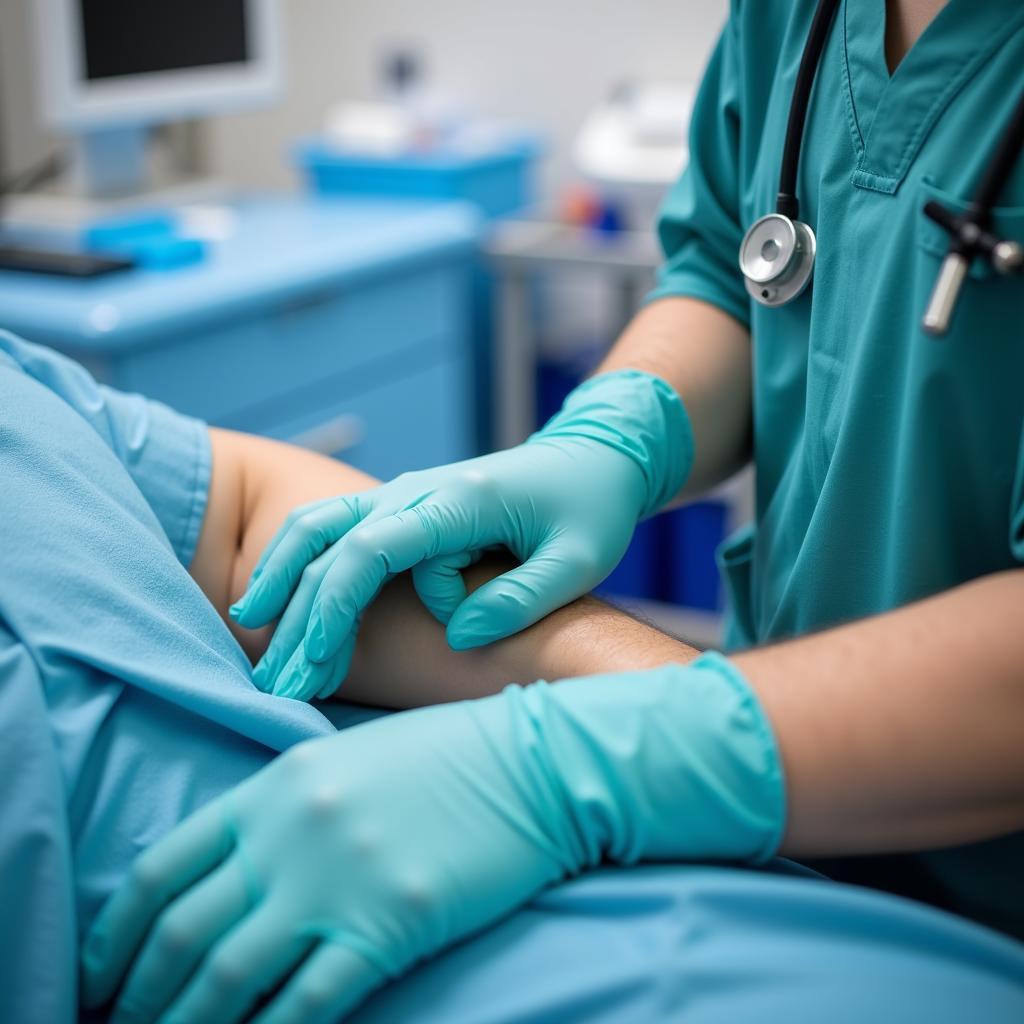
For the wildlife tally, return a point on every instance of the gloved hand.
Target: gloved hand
--
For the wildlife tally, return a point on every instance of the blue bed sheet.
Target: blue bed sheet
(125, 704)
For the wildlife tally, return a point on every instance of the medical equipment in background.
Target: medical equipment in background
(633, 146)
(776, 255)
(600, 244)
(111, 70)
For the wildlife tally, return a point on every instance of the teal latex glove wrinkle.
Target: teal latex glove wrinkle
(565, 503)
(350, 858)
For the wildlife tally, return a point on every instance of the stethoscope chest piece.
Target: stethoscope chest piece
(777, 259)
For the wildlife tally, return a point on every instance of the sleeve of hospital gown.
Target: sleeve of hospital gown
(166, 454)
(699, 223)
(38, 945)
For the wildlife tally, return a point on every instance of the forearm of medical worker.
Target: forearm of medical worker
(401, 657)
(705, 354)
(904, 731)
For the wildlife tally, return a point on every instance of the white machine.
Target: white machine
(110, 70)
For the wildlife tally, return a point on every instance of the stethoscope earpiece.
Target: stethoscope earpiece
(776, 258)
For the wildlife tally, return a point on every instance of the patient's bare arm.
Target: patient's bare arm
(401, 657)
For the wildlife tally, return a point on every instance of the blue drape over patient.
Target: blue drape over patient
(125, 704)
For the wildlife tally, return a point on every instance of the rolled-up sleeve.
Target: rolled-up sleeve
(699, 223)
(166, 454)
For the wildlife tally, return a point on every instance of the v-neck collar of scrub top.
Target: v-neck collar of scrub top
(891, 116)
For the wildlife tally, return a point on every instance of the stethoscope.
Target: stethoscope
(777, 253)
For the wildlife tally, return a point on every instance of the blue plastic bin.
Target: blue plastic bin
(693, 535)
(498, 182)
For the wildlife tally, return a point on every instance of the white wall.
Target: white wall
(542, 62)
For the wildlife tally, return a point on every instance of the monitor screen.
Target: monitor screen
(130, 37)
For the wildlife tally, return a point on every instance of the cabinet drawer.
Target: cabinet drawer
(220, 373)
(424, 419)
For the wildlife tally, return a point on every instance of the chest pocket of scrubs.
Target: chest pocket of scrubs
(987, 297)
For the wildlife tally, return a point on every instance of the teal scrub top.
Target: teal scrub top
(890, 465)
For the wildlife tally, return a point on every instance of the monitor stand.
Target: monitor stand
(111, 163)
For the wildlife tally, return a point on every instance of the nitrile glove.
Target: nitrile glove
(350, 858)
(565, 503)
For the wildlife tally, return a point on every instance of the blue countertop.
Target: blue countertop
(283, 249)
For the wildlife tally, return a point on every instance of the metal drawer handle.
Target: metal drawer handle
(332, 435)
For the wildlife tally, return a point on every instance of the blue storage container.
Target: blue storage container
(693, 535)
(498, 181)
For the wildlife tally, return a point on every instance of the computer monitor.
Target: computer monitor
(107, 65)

**WHAT IS BEING ASKED:**
Set out every line from the material that contains the string "gloved".

**TASK OUTPUT:**
For the wildlife tally, return a point on every instance of the gloved hand.
Target: gloved hand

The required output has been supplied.